## Stored items from a collection:
==========

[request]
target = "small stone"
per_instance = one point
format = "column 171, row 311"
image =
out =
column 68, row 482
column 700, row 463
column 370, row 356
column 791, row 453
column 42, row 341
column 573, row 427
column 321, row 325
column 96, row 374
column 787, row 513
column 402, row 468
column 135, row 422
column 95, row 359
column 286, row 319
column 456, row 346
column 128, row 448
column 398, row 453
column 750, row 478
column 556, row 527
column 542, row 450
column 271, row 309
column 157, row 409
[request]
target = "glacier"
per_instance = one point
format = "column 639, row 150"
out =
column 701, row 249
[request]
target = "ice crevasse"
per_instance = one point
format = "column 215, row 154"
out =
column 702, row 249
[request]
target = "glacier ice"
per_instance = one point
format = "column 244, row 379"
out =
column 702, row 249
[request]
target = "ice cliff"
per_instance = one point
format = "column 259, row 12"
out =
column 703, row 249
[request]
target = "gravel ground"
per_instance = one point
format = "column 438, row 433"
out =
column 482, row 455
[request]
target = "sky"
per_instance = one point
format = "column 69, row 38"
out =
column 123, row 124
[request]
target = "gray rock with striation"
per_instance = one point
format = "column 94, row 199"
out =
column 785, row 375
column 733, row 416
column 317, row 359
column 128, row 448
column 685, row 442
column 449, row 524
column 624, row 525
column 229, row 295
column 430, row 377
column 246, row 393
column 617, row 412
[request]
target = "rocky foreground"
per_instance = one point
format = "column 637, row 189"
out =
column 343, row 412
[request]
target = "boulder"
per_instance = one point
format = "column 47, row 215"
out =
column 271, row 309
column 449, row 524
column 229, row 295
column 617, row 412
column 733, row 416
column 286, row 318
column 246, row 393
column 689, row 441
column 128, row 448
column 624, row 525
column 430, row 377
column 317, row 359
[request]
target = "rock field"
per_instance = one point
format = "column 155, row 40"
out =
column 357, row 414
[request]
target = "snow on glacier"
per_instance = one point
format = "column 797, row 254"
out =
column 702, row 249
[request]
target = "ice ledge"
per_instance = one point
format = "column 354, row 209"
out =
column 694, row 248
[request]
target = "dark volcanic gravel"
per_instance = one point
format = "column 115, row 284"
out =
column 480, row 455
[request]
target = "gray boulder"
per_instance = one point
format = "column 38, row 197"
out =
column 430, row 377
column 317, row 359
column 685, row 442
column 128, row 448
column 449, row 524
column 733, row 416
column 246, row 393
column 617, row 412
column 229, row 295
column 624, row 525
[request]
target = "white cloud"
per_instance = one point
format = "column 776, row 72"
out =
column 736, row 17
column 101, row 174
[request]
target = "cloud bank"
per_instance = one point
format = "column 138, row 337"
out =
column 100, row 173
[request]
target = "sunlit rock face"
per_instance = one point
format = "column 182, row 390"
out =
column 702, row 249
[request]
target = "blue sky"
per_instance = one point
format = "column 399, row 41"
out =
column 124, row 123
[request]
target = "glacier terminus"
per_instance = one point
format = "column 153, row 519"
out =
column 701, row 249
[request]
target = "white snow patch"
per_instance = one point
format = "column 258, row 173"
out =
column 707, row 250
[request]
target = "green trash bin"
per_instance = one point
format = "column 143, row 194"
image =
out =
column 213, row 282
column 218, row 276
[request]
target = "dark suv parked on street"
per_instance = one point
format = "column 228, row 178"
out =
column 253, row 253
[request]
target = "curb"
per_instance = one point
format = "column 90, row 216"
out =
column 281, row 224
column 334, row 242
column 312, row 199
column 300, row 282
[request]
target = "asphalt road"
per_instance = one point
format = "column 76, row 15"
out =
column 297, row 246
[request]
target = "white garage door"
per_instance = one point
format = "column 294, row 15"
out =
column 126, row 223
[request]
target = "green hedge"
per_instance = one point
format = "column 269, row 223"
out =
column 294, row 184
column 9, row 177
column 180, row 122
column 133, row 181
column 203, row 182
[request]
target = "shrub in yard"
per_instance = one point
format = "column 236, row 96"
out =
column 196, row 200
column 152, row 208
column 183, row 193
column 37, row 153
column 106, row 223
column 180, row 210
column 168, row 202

==========

## Instructions for the task:
Print every record above exactly as it stands.

## Output:
[request]
target = "small stone"
per_instance = one point
format = "column 171, row 311"
image =
out =
column 68, row 482
column 700, row 463
column 370, row 356
column 791, row 453
column 42, row 341
column 573, row 427
column 321, row 325
column 96, row 374
column 787, row 513
column 402, row 468
column 135, row 422
column 95, row 359
column 286, row 319
column 456, row 346
column 128, row 448
column 398, row 453
column 750, row 478
column 556, row 527
column 542, row 450
column 271, row 309
column 157, row 409
[request]
target = "glacier"
per_instance = one point
format = "column 639, row 150"
out =
column 701, row 249
[request]
target = "ice crevasse"
per_instance = one point
format = "column 215, row 154"
out =
column 702, row 249
[request]
target = "glacier ice"
per_instance = one point
format = "column 244, row 379"
out =
column 702, row 249
[request]
target = "ice cliff"
per_instance = one point
format = "column 259, row 12"
out =
column 703, row 249
[request]
target = "gravel ground"
per_instance = one point
format = "column 438, row 433"
out =
column 482, row 455
[request]
target = "sky"
per_instance = one point
format = "column 69, row 38"
out =
column 123, row 124
[request]
target = "gray rock with striation"
per_instance = one point
format = "column 94, row 199"
out =
column 785, row 375
column 733, row 416
column 317, row 359
column 128, row 448
column 685, row 442
column 449, row 524
column 624, row 525
column 229, row 295
column 430, row 377
column 246, row 393
column 617, row 412
[request]
target = "rocky foreground"
per_instance = one point
format = "column 637, row 189"
out =
column 343, row 412
[request]
target = "boulder"
per_instance = one point
format = "column 47, row 215"
out =
column 271, row 309
column 449, row 524
column 229, row 295
column 617, row 412
column 733, row 416
column 286, row 318
column 246, row 393
column 689, row 441
column 128, row 448
column 624, row 525
column 430, row 377
column 317, row 359
[request]
target = "rock field"
per_instance = one point
format = "column 155, row 40"
out =
column 357, row 414
[request]
target = "snow on glacier"
per_instance = one point
format = "column 797, row 254"
out =
column 702, row 249
[request]
target = "ice ledge"
per_instance = one point
format = "column 354, row 209"
out =
column 694, row 248
[request]
target = "dark volcanic gravel"
per_instance = one point
format = "column 115, row 284"
out =
column 480, row 455
[request]
target = "gray boulder"
per_instance = one point
format = "column 38, row 197"
out =
column 430, row 377
column 317, row 359
column 685, row 442
column 128, row 448
column 449, row 524
column 733, row 416
column 246, row 393
column 617, row 412
column 229, row 295
column 624, row 525
[request]
target = "white cloud"
per_instance = one point
format = "column 776, row 72"
out =
column 736, row 17
column 101, row 174
[request]
target = "cloud bank"
per_instance = one point
format = "column 138, row 337"
out =
column 100, row 173
[request]
target = "sunlit rock face"
per_instance = one point
format = "column 182, row 390"
out =
column 702, row 249
[request]
target = "blue sky"
per_instance = one point
format = "column 399, row 41"
out =
column 124, row 123
[request]
target = "glacier terminus"
per_instance = one point
format = "column 153, row 519"
out =
column 701, row 249
[request]
target = "white snow patch"
per_instance = one point
format = "column 258, row 173"
out =
column 707, row 250
[request]
target = "green trash bin"
per_instance = one point
format = "column 143, row 194"
image =
out =
column 213, row 282
column 218, row 276
[request]
target = "dark suv parked on street"
per_instance = one point
format = "column 228, row 178"
out =
column 253, row 253
[request]
target = "curb"
per_instance = one point
format = "column 90, row 216"
out =
column 281, row 224
column 334, row 242
column 312, row 199
column 300, row 282
[request]
target = "asphalt road"
per_instance = one point
format = "column 76, row 15"
out =
column 297, row 246
[request]
target = "white garage door"
per_instance = one point
format = "column 294, row 15"
out =
column 126, row 223
[request]
target = "green hedge"
per_instance = one point
format = "column 269, row 223"
out =
column 294, row 184
column 9, row 177
column 180, row 122
column 133, row 181
column 203, row 182
[request]
target = "shrub in yard"
per_instance = one point
format = "column 236, row 96"
out =
column 196, row 200
column 152, row 208
column 183, row 193
column 37, row 153
column 106, row 223
column 180, row 210
column 168, row 202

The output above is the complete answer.